Goal of the exercise: From the first line of the entries below through the line holding "column 100, row 380", write out every line exactly, please, and leave out the pictures.

[Point-per-instance localization data]
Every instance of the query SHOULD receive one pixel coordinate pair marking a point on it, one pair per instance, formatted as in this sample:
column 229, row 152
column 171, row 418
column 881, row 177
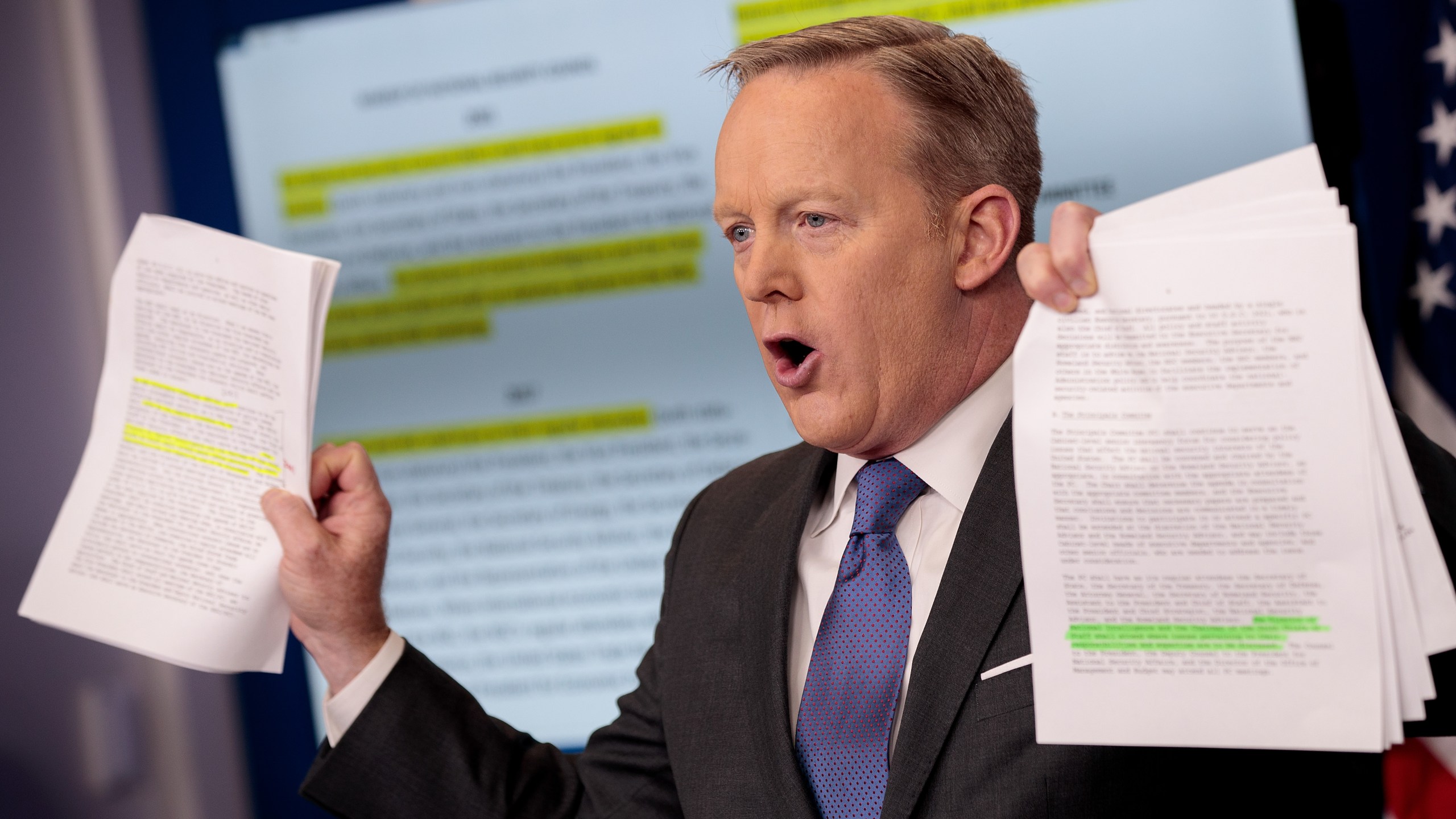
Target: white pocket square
column 1005, row 668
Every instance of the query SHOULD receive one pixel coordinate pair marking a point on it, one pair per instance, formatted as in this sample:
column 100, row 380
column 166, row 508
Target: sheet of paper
column 1192, row 532
column 204, row 403
column 1222, row 534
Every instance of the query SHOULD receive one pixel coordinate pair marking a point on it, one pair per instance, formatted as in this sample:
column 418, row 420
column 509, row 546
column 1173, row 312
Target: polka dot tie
column 859, row 653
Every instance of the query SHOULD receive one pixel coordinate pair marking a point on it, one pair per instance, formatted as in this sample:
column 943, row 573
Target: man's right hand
column 1059, row 273
column 334, row 566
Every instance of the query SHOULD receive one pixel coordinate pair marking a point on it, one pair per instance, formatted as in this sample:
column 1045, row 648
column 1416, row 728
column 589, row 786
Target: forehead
column 832, row 130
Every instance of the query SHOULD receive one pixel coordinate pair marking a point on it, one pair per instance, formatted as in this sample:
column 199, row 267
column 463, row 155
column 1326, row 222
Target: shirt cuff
column 340, row 710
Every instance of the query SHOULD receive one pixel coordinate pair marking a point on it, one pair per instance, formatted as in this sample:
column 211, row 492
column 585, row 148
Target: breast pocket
column 1002, row 694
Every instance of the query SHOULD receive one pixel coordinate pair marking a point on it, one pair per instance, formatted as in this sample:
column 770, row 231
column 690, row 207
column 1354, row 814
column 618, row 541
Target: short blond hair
column 976, row 123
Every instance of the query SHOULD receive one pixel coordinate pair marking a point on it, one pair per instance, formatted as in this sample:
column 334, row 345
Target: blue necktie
column 859, row 653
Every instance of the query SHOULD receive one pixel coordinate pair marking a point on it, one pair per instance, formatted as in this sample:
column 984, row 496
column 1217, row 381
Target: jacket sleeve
column 1436, row 474
column 424, row 747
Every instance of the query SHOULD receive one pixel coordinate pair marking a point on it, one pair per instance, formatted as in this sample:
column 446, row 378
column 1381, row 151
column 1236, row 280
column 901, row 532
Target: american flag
column 1420, row 776
column 1426, row 369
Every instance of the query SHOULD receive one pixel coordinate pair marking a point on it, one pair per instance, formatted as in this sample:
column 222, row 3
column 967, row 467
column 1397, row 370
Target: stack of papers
column 206, row 403
column 1222, row 537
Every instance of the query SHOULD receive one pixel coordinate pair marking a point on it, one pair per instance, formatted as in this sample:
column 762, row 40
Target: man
column 829, row 610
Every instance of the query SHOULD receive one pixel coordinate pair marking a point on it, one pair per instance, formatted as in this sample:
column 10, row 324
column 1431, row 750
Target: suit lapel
column 768, row 594
column 981, row 584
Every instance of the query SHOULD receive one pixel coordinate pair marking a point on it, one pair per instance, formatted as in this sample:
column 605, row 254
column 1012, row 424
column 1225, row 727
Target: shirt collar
column 950, row 457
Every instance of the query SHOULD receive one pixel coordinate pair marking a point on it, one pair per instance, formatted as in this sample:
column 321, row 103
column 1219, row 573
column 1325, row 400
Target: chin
column 823, row 421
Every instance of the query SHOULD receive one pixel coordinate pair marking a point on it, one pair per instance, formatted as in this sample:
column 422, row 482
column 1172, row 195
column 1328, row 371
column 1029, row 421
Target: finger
column 319, row 478
column 347, row 467
column 292, row 519
column 1070, row 225
column 1040, row 280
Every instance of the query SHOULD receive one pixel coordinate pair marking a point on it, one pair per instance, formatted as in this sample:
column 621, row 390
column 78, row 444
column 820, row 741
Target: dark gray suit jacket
column 706, row 732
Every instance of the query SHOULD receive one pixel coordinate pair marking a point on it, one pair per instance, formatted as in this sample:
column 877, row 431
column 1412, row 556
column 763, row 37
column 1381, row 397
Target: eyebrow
column 789, row 200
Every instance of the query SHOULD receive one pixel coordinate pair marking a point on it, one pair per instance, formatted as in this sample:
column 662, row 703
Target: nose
column 769, row 273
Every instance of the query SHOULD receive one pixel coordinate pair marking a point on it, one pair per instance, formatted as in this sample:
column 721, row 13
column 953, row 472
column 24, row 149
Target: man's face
column 852, row 296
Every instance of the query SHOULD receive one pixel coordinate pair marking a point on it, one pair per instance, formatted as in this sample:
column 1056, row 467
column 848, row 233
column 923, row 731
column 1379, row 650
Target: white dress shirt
column 948, row 460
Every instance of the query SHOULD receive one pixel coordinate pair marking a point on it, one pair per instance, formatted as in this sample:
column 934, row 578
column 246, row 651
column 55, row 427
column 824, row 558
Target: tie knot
column 886, row 491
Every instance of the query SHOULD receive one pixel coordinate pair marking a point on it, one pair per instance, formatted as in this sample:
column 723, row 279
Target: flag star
column 1439, row 212
column 1445, row 53
column 1432, row 289
column 1442, row 131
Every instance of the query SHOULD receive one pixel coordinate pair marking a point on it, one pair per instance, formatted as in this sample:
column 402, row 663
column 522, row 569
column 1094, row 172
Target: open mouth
column 794, row 361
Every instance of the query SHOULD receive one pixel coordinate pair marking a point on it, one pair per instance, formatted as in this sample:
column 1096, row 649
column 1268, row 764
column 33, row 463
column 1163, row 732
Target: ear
column 985, row 226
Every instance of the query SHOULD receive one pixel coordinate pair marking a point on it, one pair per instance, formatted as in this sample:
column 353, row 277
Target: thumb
column 290, row 518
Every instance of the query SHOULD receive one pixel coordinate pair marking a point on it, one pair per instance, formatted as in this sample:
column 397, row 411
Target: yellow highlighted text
column 507, row 431
column 452, row 299
column 180, row 391
column 306, row 190
column 201, row 452
column 181, row 414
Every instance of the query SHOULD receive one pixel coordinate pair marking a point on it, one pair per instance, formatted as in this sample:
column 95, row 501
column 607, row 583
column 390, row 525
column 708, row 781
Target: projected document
column 536, row 331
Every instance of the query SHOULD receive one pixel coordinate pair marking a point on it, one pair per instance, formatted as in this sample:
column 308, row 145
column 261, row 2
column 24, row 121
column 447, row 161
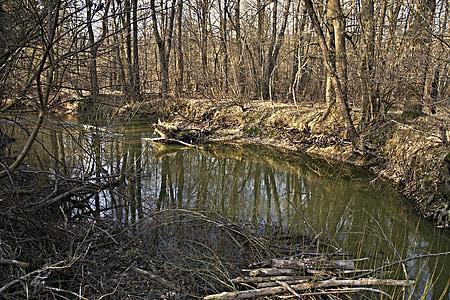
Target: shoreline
column 408, row 154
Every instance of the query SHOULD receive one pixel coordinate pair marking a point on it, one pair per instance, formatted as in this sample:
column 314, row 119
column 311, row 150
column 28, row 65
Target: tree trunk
column 180, row 58
column 164, row 45
column 136, row 77
column 94, row 88
column 333, row 73
column 368, row 23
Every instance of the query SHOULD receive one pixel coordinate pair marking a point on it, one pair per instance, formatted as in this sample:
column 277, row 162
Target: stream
column 267, row 189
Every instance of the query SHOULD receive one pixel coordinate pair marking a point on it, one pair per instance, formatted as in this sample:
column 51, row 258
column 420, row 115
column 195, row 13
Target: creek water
column 267, row 189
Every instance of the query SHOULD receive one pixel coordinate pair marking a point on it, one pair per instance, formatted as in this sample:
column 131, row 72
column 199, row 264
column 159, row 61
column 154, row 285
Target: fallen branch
column 270, row 291
column 4, row 261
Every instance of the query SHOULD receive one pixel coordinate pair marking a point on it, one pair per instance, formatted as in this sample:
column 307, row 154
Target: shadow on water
column 267, row 189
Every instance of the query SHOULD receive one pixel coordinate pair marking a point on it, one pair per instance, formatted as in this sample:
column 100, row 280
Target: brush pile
column 306, row 275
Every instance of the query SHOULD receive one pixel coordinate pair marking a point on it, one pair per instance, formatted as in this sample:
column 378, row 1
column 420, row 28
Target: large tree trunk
column 336, row 81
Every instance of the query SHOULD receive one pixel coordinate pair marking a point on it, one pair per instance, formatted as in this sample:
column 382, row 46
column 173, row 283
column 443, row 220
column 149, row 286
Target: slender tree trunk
column 329, row 38
column 276, row 41
column 368, row 23
column 180, row 58
column 240, row 49
column 136, row 77
column 164, row 45
column 94, row 88
column 128, row 47
column 224, row 41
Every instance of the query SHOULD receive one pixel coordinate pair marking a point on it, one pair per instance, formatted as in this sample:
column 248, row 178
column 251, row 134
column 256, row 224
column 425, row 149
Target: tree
column 163, row 36
column 334, row 73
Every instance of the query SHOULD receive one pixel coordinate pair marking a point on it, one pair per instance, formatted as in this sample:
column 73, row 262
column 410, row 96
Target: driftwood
column 304, row 275
column 187, row 136
column 270, row 291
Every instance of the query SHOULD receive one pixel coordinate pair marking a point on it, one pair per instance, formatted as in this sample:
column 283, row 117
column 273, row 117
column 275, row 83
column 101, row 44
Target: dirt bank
column 411, row 153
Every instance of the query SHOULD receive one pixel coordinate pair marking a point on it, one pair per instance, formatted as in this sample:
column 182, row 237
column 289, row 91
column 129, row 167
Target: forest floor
column 45, row 254
column 413, row 153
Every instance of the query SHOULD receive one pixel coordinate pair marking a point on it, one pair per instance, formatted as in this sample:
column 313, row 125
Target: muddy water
column 266, row 189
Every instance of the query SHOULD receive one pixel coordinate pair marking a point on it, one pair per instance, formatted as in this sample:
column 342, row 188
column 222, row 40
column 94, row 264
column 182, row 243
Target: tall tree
column 335, row 79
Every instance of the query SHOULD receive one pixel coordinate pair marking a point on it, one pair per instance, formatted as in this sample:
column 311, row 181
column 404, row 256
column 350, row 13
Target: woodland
column 365, row 82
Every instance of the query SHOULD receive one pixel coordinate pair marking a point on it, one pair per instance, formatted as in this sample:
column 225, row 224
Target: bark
column 336, row 81
column 240, row 49
column 164, row 45
column 276, row 41
column 307, row 286
column 180, row 57
column 224, row 42
column 367, row 67
column 135, row 66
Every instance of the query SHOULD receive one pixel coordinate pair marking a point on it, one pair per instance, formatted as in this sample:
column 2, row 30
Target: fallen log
column 266, row 279
column 271, row 272
column 317, row 264
column 271, row 291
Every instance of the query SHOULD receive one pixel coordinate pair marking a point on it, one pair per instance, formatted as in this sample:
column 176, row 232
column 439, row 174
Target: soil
column 412, row 153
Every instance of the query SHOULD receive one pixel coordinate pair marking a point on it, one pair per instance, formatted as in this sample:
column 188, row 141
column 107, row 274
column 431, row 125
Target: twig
column 5, row 261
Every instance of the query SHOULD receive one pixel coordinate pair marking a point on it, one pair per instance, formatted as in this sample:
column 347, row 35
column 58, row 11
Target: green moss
column 447, row 157
column 253, row 130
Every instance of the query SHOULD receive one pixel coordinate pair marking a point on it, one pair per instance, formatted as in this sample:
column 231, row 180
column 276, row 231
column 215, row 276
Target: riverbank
column 413, row 154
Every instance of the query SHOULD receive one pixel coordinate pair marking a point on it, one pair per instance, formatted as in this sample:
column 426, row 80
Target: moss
column 253, row 130
column 447, row 157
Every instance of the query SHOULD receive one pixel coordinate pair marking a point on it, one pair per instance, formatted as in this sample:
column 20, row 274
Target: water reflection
column 266, row 189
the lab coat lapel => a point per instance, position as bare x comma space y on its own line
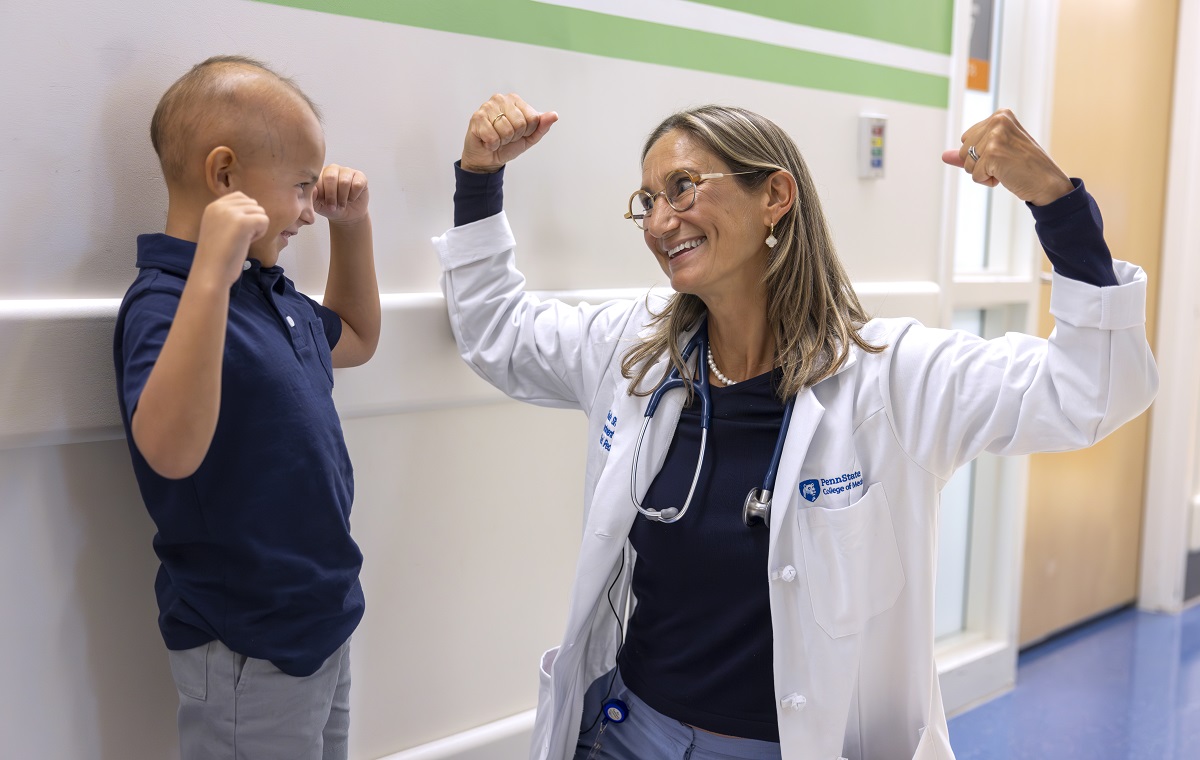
613, 482
805, 418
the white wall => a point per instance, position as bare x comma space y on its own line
466, 573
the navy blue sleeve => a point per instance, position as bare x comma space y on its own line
1072, 233
148, 318
477, 196
329, 319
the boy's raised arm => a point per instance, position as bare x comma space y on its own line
177, 412
351, 289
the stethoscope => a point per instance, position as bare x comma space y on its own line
757, 504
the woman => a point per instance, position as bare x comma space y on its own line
779, 564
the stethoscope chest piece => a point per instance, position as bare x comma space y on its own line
756, 508
616, 711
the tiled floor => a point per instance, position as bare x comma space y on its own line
1125, 687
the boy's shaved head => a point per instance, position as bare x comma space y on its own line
226, 100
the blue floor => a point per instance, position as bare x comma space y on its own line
1125, 687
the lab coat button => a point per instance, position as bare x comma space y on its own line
793, 701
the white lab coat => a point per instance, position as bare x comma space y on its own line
851, 574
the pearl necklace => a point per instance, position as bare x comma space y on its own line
720, 376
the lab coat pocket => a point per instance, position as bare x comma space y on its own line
852, 562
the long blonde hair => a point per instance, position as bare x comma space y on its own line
811, 305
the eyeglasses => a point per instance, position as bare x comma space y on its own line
679, 192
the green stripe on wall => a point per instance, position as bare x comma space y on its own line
923, 24
583, 31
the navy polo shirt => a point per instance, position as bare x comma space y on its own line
256, 545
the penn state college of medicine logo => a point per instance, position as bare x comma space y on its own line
810, 489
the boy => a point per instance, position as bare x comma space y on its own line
225, 376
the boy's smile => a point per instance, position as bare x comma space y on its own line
281, 175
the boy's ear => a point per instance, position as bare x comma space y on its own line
222, 171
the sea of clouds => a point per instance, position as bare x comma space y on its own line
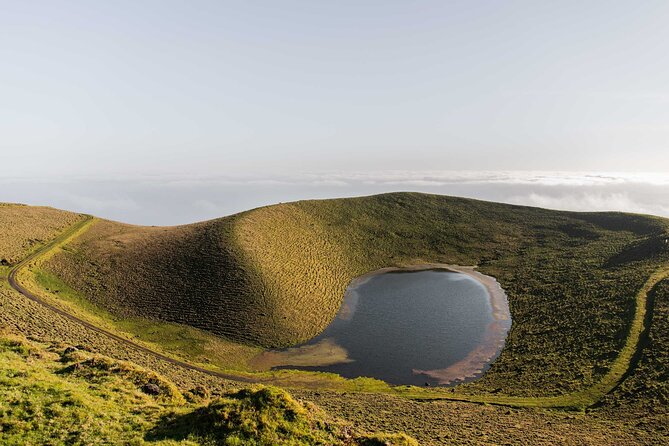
177, 199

Exercise result:
Every instance of the query SHOULD receive one pixel coordinate pair marking a point on it, one pair per instance, formatted as in this sample:
column 229, row 152
column 171, row 418
column 881, row 177
Target: white pocket square
column 1005, row 668
Every instance of the query SHOULD receive one pixel coordinate pair marking a point on it, one pair per instance, formatted as in this sample:
column 100, row 380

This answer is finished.